What you need to do:
All records are to be printed exactly as they appear.
★ ★ ★ ★ ★
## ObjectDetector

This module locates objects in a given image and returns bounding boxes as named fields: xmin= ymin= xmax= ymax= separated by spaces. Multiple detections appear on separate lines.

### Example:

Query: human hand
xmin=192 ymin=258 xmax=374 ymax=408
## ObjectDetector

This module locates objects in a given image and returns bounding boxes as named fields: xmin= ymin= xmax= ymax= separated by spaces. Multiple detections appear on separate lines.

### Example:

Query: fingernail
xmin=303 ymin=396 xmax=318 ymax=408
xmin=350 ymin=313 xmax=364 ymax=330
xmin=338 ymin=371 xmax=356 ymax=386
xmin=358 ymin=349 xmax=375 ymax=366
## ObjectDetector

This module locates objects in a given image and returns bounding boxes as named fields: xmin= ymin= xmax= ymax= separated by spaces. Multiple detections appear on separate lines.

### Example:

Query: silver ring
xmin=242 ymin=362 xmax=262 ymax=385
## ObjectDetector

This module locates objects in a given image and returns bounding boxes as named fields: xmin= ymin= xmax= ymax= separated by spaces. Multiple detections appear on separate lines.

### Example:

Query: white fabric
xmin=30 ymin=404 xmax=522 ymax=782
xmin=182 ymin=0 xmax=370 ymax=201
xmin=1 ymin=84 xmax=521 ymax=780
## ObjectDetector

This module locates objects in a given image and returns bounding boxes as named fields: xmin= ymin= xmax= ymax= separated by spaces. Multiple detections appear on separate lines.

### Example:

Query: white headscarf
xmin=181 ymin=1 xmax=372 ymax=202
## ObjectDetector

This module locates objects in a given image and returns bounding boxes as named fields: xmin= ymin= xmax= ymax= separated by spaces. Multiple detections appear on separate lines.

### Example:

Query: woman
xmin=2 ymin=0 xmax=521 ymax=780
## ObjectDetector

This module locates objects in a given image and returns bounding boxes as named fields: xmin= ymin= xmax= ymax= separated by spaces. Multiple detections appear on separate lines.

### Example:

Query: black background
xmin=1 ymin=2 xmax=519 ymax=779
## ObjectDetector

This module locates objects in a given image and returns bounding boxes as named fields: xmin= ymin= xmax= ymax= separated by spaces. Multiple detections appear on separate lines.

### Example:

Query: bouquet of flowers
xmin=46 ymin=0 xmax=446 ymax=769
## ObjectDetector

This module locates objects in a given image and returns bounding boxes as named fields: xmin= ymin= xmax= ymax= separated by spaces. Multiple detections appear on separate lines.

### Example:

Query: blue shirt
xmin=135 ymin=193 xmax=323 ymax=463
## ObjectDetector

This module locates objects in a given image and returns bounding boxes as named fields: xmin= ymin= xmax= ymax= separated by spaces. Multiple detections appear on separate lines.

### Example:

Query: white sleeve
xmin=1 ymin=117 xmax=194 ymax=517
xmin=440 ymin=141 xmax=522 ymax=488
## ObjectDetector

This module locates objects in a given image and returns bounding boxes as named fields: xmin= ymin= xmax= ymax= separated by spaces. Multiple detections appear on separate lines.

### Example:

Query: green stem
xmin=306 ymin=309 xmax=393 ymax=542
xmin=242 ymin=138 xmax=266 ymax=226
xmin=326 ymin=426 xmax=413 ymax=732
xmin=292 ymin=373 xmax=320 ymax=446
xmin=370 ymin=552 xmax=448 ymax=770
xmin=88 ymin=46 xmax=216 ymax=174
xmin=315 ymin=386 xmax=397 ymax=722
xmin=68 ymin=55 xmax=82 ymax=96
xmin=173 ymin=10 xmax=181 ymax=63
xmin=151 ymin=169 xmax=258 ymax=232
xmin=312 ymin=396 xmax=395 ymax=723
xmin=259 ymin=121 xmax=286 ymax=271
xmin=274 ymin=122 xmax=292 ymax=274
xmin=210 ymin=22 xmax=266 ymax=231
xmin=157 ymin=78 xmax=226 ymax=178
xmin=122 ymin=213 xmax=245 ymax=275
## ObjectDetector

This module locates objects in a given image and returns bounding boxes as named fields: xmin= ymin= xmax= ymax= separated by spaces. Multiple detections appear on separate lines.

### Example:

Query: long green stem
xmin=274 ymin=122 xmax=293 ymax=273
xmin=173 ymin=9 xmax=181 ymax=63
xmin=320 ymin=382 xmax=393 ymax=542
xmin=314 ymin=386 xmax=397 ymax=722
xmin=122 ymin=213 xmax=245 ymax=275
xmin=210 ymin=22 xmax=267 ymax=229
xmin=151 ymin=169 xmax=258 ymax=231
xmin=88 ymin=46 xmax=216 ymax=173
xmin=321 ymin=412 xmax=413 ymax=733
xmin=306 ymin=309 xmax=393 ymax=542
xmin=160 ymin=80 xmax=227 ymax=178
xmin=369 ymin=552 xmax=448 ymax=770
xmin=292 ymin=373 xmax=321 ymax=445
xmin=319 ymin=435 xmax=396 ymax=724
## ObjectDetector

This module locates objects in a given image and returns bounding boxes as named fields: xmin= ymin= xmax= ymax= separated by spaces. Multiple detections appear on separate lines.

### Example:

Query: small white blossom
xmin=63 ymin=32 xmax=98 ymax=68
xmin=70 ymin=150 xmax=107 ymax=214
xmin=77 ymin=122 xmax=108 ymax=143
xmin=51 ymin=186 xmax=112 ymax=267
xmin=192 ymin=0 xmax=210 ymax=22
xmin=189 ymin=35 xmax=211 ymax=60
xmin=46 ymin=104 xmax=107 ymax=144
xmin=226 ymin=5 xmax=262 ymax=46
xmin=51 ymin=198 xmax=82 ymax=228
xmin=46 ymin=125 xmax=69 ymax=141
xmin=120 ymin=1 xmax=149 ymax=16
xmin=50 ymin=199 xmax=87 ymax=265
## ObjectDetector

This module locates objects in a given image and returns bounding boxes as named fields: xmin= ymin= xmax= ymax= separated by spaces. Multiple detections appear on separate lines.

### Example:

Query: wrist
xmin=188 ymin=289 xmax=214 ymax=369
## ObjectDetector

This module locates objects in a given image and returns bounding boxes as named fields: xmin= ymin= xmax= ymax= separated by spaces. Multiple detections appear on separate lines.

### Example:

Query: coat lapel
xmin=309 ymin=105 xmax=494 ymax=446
★ ★ ★ ★ ★
Expected answer:
## ObjectDetector

This module locates objects in a given image and returns bounding boxes as named fields: xmin= ymin= xmax= ymax= separated by spaces. Multiple detections appear on separate lines.

### Example:

Query: human hand
xmin=192 ymin=258 xmax=374 ymax=408
## ObjectDetector

This module locates objects in a given image and returns bounding boxes as named fields: xmin= ymin= xmax= ymax= separated by spaces. Multiple detections appear on separate lines.

### Example:

Query: fingernail
xmin=303 ymin=396 xmax=318 ymax=408
xmin=350 ymin=313 xmax=364 ymax=330
xmin=338 ymin=371 xmax=356 ymax=386
xmin=358 ymin=349 xmax=375 ymax=366
## ObjectDetector

This module locates objects in a given image and returns bounding boxes as named fields: xmin= ymin= xmax= ymax= separated by spaces. Multiple detections appear on separate lines.

### Example:

Query: silver ring
xmin=242 ymin=362 xmax=262 ymax=385
## ObjectDetector

This module locates objects in a given image and returns bounding boxes as named fields: xmin= ymin= xmax= ymax= separated by spaces. Multiple detections appear on separate lines.

### Example:

Query: white fabric
xmin=30 ymin=404 xmax=522 ymax=782
xmin=182 ymin=0 xmax=370 ymax=201
xmin=1 ymin=84 xmax=521 ymax=780
## ObjectDetector

This module locates objects in a given image and returns bounding boxes as named fields: xmin= ymin= xmax= ymax= separated by spaces. Multiple detections appear on separate lines.

### Example:

Query: white headscarf
xmin=181 ymin=1 xmax=372 ymax=202
## ObjectDetector

This module locates objects in a given image and returns bounding boxes as named fields: xmin= ymin= xmax= ymax= separated by spaces. Multiple detections appear on separate lines.

### Example:

Query: woman
xmin=2 ymin=0 xmax=521 ymax=780
## ObjectDetector

This module locates objects in a given image and returns bounding boxes as named fields: xmin= ymin= xmax= ymax= separated by spaces. Multiple detections appear on separate lines.

### Example:

Query: black background
xmin=1 ymin=2 xmax=519 ymax=779
## ObjectDetector

This module locates objects in a given image and returns bounding boxes as named fields: xmin= ymin= xmax= ymax= separated by spaces. Multiple detections appear on separate lines.

### Example:

Query: bouquet of flowers
xmin=46 ymin=0 xmax=446 ymax=769
## ObjectDetector

This module locates objects in a given image and returns bounding boxes as named fields: xmin= ymin= xmax= ymax= separated by spaces. Multiple detections appear on separate lines.

### Example:

Query: blue shirt
xmin=135 ymin=193 xmax=323 ymax=463
## ObjectDetector

This module locates objects in a given image and returns bounding boxes as named fields: xmin= ymin= xmax= ymax= separated by spaces. Multiple detections appear on separate lines.

### Example:

Query: white sleeve
xmin=1 ymin=117 xmax=194 ymax=517
xmin=440 ymin=141 xmax=522 ymax=488
## ObjectDetector

This module locates objects in a given image and returns bounding boxes as named fields: xmin= ymin= xmax= ymax= separated by spaces. Multiple detections appear on separate lines.

### Example:

Query: green stem
xmin=306 ymin=309 xmax=393 ymax=542
xmin=242 ymin=138 xmax=266 ymax=226
xmin=326 ymin=426 xmax=413 ymax=732
xmin=292 ymin=373 xmax=320 ymax=446
xmin=370 ymin=552 xmax=448 ymax=770
xmin=88 ymin=46 xmax=216 ymax=174
xmin=315 ymin=386 xmax=397 ymax=722
xmin=68 ymin=55 xmax=82 ymax=96
xmin=173 ymin=10 xmax=181 ymax=63
xmin=151 ymin=169 xmax=258 ymax=232
xmin=312 ymin=396 xmax=395 ymax=723
xmin=259 ymin=121 xmax=286 ymax=271
xmin=274 ymin=122 xmax=292 ymax=274
xmin=210 ymin=22 xmax=266 ymax=231
xmin=157 ymin=78 xmax=226 ymax=178
xmin=122 ymin=213 xmax=245 ymax=275
## ObjectDetector

This module locates objects in a given image and returns bounding boxes as named fields: xmin= ymin= xmax= ymax= separated by spaces. Multiple detections appear on separate lines.

### Example:

Query: long green stem
xmin=274 ymin=122 xmax=293 ymax=273
xmin=173 ymin=9 xmax=181 ymax=63
xmin=320 ymin=382 xmax=393 ymax=542
xmin=314 ymin=386 xmax=397 ymax=722
xmin=122 ymin=213 xmax=245 ymax=275
xmin=210 ymin=22 xmax=267 ymax=229
xmin=151 ymin=169 xmax=258 ymax=231
xmin=88 ymin=46 xmax=216 ymax=173
xmin=321 ymin=412 xmax=413 ymax=733
xmin=306 ymin=309 xmax=393 ymax=542
xmin=160 ymin=80 xmax=227 ymax=178
xmin=369 ymin=552 xmax=448 ymax=770
xmin=292 ymin=373 xmax=321 ymax=445
xmin=319 ymin=435 xmax=396 ymax=724
## ObjectDetector

This module locates objects in a given image and returns bounding boxes as named fields: xmin= ymin= xmax= ymax= separated by spaces. Multiple detections appear on separate lines.

### Example:

Query: small white blossom
xmin=63 ymin=32 xmax=98 ymax=68
xmin=70 ymin=150 xmax=107 ymax=214
xmin=77 ymin=122 xmax=108 ymax=143
xmin=51 ymin=186 xmax=112 ymax=267
xmin=192 ymin=0 xmax=210 ymax=22
xmin=189 ymin=35 xmax=211 ymax=60
xmin=46 ymin=104 xmax=107 ymax=144
xmin=226 ymin=5 xmax=262 ymax=46
xmin=51 ymin=198 xmax=82 ymax=228
xmin=46 ymin=125 xmax=69 ymax=141
xmin=120 ymin=1 xmax=149 ymax=16
xmin=50 ymin=199 xmax=87 ymax=265
## ObjectDetector

This module locates objects in a given image and returns bounding boxes as named fields: xmin= ymin= xmax= ymax= separated by spaces. Multiple detections appear on separate lines.

### Example:

Query: wrist
xmin=188 ymin=289 xmax=214 ymax=369
## ObjectDetector

This module locates objects in a given image and returns bounding boxes as named fields: xmin= ymin= xmax= ymax= separated by spaces. Multiple detections appear on separate lines.

### Example:

Query: coat lapel
xmin=309 ymin=105 xmax=494 ymax=446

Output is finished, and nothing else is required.